> [Written problem] Render only the portion of the data below that begins with the line containing "Please annotate the riverbank" and continues through the end of the data as a numbered list, leaving out any blank lines.

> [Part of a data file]

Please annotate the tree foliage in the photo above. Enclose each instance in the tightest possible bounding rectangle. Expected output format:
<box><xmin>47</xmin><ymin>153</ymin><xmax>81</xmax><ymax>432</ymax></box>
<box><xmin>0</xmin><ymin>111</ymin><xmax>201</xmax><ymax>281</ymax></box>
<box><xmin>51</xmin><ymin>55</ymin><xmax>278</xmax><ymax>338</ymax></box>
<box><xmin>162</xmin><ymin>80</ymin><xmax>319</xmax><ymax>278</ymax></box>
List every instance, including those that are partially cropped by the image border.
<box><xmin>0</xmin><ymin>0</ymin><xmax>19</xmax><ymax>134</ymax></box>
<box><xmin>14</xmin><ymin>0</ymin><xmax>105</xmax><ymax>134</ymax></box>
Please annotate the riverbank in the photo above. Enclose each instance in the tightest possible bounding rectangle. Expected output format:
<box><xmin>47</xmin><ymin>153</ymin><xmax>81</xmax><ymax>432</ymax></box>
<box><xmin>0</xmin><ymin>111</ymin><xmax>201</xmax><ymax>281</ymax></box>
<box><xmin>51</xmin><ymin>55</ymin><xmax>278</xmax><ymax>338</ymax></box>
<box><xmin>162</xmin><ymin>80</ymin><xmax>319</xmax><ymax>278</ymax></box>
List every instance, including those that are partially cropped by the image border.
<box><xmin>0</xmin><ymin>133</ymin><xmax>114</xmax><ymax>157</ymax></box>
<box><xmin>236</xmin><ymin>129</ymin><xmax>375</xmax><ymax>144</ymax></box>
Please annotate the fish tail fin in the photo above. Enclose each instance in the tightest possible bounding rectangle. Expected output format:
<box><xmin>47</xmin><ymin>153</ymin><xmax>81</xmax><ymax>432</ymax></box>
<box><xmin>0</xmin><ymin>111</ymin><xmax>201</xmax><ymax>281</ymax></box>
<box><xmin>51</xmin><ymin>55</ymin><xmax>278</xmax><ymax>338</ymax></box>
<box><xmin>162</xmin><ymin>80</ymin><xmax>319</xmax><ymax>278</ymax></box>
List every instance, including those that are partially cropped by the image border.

> [Task response]
1. Please annotate the riverbank in the photo above. Enclose each instance in the tightest possible bounding rectangle. Expected output format:
2. <box><xmin>47</xmin><ymin>153</ymin><xmax>81</xmax><ymax>432</ymax></box>
3. <box><xmin>0</xmin><ymin>111</ymin><xmax>201</xmax><ymax>281</ymax></box>
4. <box><xmin>51</xmin><ymin>55</ymin><xmax>278</xmax><ymax>338</ymax></box>
5. <box><xmin>162</xmin><ymin>80</ymin><xmax>319</xmax><ymax>278</ymax></box>
6. List every instance, including those that are partially cropped by the image border.
7. <box><xmin>0</xmin><ymin>133</ymin><xmax>114</xmax><ymax>157</ymax></box>
8. <box><xmin>236</xmin><ymin>129</ymin><xmax>375</xmax><ymax>144</ymax></box>
9. Please annotate the fish tail fin in the photo above. Enclose each instance in the tightest possible bounding rectangle. Expected output format:
10. <box><xmin>47</xmin><ymin>153</ymin><xmax>81</xmax><ymax>432</ymax></box>
11. <box><xmin>0</xmin><ymin>111</ymin><xmax>201</xmax><ymax>281</ymax></box>
12. <box><xmin>51</xmin><ymin>55</ymin><xmax>278</xmax><ymax>338</ymax></box>
13. <box><xmin>162</xmin><ymin>80</ymin><xmax>319</xmax><ymax>278</ymax></box>
14. List every instance, including those that are partially cropped by the image border.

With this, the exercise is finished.